EXERCISE PROMPT:
Your answer should be the full set of records, printed exactly as they stand.

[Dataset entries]
Segment Open
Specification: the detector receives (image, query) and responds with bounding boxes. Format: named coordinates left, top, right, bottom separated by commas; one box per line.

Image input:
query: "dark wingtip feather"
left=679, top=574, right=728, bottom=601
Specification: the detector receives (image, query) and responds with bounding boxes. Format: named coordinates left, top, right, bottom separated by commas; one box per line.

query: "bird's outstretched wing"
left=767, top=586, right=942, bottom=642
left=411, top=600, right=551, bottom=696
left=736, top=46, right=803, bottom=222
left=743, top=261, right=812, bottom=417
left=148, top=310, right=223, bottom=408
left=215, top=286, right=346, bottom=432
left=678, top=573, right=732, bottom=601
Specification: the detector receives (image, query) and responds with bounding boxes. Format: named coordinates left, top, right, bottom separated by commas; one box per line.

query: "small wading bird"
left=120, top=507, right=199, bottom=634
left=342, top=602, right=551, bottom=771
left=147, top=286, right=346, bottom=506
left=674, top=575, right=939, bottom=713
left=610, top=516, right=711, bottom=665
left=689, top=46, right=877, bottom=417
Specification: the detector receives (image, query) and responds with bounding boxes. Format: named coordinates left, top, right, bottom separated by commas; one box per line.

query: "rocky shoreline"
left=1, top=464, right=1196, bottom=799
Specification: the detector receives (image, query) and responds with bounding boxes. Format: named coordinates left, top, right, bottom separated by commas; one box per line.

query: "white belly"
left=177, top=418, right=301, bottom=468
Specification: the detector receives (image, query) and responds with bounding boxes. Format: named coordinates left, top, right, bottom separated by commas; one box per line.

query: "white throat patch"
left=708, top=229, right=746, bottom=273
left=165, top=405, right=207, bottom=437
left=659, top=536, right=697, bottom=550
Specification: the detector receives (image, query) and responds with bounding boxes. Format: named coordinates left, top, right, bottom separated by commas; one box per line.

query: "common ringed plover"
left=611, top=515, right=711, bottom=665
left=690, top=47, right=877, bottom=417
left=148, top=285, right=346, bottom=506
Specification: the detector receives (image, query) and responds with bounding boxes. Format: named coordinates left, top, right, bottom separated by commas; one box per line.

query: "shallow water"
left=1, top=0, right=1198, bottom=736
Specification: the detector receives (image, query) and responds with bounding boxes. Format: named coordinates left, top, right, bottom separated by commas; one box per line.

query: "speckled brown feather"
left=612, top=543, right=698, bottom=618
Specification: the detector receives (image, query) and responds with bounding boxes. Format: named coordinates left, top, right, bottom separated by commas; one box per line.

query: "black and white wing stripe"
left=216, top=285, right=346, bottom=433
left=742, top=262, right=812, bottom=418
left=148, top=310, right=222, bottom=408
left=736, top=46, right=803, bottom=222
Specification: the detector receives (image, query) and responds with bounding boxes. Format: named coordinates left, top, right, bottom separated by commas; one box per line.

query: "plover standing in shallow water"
Segment Closed
PROBLEM SOLUTION:
Specification: the detector receives (image, query) and responds with bounding boxes. Format: named coordinates left, top, right, bottom separated by commas; one box per line.

Image input:
query: "dark wingtip feather"
left=679, top=574, right=728, bottom=601
Specification: the detector receives (image, query) and responds with bounding boxes. Format: named coordinates left, top, right, bottom separated by commas; one box per line.

query: "bird's outstretched wing"
left=767, top=586, right=942, bottom=642
left=411, top=600, right=551, bottom=696
left=736, top=46, right=803, bottom=222
left=743, top=261, right=812, bottom=417
left=148, top=310, right=223, bottom=408
left=215, top=286, right=346, bottom=432
left=678, top=573, right=732, bottom=601
Specification: the detector receives (image, query) and responds with bounding boxes. Format: named coordinates left, top, right, bottom separated by commas; one box per line.

query: "small wading bird"
left=120, top=507, right=199, bottom=634
left=342, top=602, right=551, bottom=771
left=147, top=286, right=346, bottom=506
left=674, top=575, right=939, bottom=713
left=610, top=516, right=711, bottom=665
left=689, top=46, right=877, bottom=417
Specification: the detector receives (image, query) and responds with bounding boxes. Format: named coordinates left, top, right, bottom separated by commas; one box per line.

query: "rocky shoreline"
left=1, top=464, right=1196, bottom=799
Specification: the detector receives (image, query) and responds with bounding boxes. Format: named coordinates left, top, right, bottom separated by commas; one box per line.

query: "white belly"
left=177, top=418, right=301, bottom=468
Specification: the detector receives (image, query) and responds with bounding boxes. Format: named coordinates left, top, right, bottom separated by commas; one box per line.

query: "white throat patch"
left=708, top=229, right=746, bottom=273
left=165, top=405, right=207, bottom=437
left=659, top=536, right=697, bottom=550
Specification: the detector receives (image, query) and responds with bounding boxes. Format: named coordinates left, top, right, bottom separated by commas; one box per line.

query: "common ringed plover"
left=611, top=515, right=711, bottom=665
left=690, top=47, right=877, bottom=417
left=148, top=285, right=346, bottom=506
Specification: the detector receives (image, query) and responds with bounding boxes. Format: named coordinates left, top, right, bottom separated by commas; one box per line.

query: "shallow water"
left=1, top=0, right=1198, bottom=736
Specification: the detector receives (image, query) and responds with bounding boxes. Format: named coordinates left, top, right, bottom separated by commas; one box per line.

query: "speckled brown feather"
left=612, top=543, right=698, bottom=618
Specification: the detector receives (image, query) and responds with bounding boxes. Format: named coordinates left, top, right, bottom separated by commas; one box per line.

query: "black and white wing stripe"
left=216, top=285, right=346, bottom=433
left=742, top=262, right=812, bottom=418
left=148, top=310, right=222, bottom=408
left=736, top=46, right=803, bottom=222
Specification: the detector receives (image, query) and responds with bounding boxes. Format: named coordinates left, top, right, bottom separated by commas; one box per line.

query: "plover standing in shallow water"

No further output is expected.